DOCUMENT SEGMENT:

Zane .... please .... blossom .... please shed off the speech delay and all. At three plus you are still not speaking. Mummy is of course worried.

Hubby just said that I am so far away and he cannot feel me. I feel like crying when I heard that. But I had to be strong. Within me, I am crumbling. I don't even wanna ask God anything now. I seem to be like Eli (as in today's sermon).... to have his kind of attitude.

1 Samuel 3 : 18
" .... He is the Lord, let Him do what is good in His eyes."

God, forgive me. My heart is very faint.

So, what have I been doing last two weeks? Burying myself in work and sleep. I work very late into the nights on some nights and take rest in the days, after coming home from work or picking the kids. I am getting a bit numb. I don't want to think too much.

Tuesday is a dreaded day .... hope Zane can make it through. It is bad timing in the first place. But how else can I get a morning appointment. I do not wish to drag this test till March Holidays. I have Zoe for that slot. She has to sit for an assessment test that week. arrrggghhhhh .........

Remember the video comic link I posted two days back?

Think I am in that state when the boy has fallen flat on the ground, with his cross on the ground (the other side) too.

Lord, help me ....

could you guard this post for me, main web site

hope this will bless you.

http://www.donghaeng.net/english/main.htm

Love,
Jesselyn

Friday, January 13, 2006

could you guard this post for me?

May you be encouraged.

In His love and service,
Jess


http://www.donghaeng.net/english/duty/duty.swf

Monday, January 02, 2006

A New Year ... A New Beginning ....

2006 started silently for me. Think the new year welcomed me, rather than I welcomed the new year. I wasn't too keen to get outdoors that New Year's Eve's evening.

DATA FOR THE TASK:
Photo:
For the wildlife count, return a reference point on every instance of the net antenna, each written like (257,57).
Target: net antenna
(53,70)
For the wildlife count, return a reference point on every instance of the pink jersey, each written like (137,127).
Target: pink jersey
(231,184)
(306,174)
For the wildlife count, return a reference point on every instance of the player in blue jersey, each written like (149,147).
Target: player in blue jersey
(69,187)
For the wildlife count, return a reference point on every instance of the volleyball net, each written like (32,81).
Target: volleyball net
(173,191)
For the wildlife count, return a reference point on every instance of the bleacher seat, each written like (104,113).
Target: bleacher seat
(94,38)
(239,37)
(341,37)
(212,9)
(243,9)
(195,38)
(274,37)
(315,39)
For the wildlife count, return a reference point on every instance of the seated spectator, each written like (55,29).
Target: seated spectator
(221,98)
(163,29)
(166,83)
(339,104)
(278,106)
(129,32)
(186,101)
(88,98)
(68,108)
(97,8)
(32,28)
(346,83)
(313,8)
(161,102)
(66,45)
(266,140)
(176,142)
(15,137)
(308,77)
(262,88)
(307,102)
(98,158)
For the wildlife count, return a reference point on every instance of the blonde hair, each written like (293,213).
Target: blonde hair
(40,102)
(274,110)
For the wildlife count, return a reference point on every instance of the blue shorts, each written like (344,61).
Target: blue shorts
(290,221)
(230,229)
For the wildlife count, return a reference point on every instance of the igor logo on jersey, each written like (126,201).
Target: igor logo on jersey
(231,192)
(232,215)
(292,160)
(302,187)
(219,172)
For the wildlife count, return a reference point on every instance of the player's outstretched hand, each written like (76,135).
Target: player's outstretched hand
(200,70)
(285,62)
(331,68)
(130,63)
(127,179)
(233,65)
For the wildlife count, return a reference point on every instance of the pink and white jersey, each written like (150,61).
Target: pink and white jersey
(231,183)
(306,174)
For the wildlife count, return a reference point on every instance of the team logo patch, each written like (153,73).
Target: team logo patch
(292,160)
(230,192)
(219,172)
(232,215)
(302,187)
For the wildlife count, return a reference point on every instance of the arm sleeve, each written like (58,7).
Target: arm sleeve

SHORT EXERCISE 1: Print the blog post word for word.
SHORT EXERCISE 2: Please rewrite only the entries starting at the line that contains "written like (58,7)." and ending at the last line of the entries, with "arm sleeve" changed to "elbow pad" and nothing else altered.
The blog post has no connection to the entries.

EXERCISE ANSWER 1:
Zane .... please .... blossom .... please shed off the speech delay and all. At three plus you are still not speaking. Mummy is of course worried.

Hubby just said that I am so far away and he cannot feel me. I feel like crying when I heard that. But I had to be strong. Within me, I am crumbling. I don't even wanna ask God anything now. I seem to be like Eli (as in today's sermon).... to have his kind of attitude.

1 Samuel 3 : 18
" .... He is the Lord, let Him do what is good in His eyes."

God, forgive me. My heart is very faint.

So, what have I been doing last two weeks? Burying myself in work and sleep. I work very late into the nights on some nights and take rest in the days, after coming home from work or picking the kids. I am getting a bit numb. I don't want to think too much.

Tuesday is a dreaded day .... hope Zane can make it through. It is bad timing in the first place. But how else can I get a morning appointment. I do not wish to drag this test till March Holidays. I have Zoe for that slot. She has to sit for an assessment test that week. arrrggghhhhh .........

Remember the video comic link I posted two days back?

Think I am in that state when the boy has fallen flat on the ground, with his cross on the ground (the other side) too.

Lord, help me ....

could you guard this post for me, main web site

hope this will bless you.

http://www.donghaeng.net/english/main.htm

Love,
Jesselyn

Friday, January 13, 2006

could you guard this post for me?

May you be encouraged.

In His love and service,
Jess


http://www.donghaeng.net/english/duty/duty.swf

Monday, January 02, 2006

A New Year ... A New Beginning ....

2006 started silently for me. Think the new year welcomed me, rather than I welcomed the new year. I wasn't too keen to get outdoors that New Year's Eve's evening.

EXERCISE ANSWER 2:
For the wildlife count, return a reference point on every instance of the elbow pad, each written like (58,7).
Target: elbow pad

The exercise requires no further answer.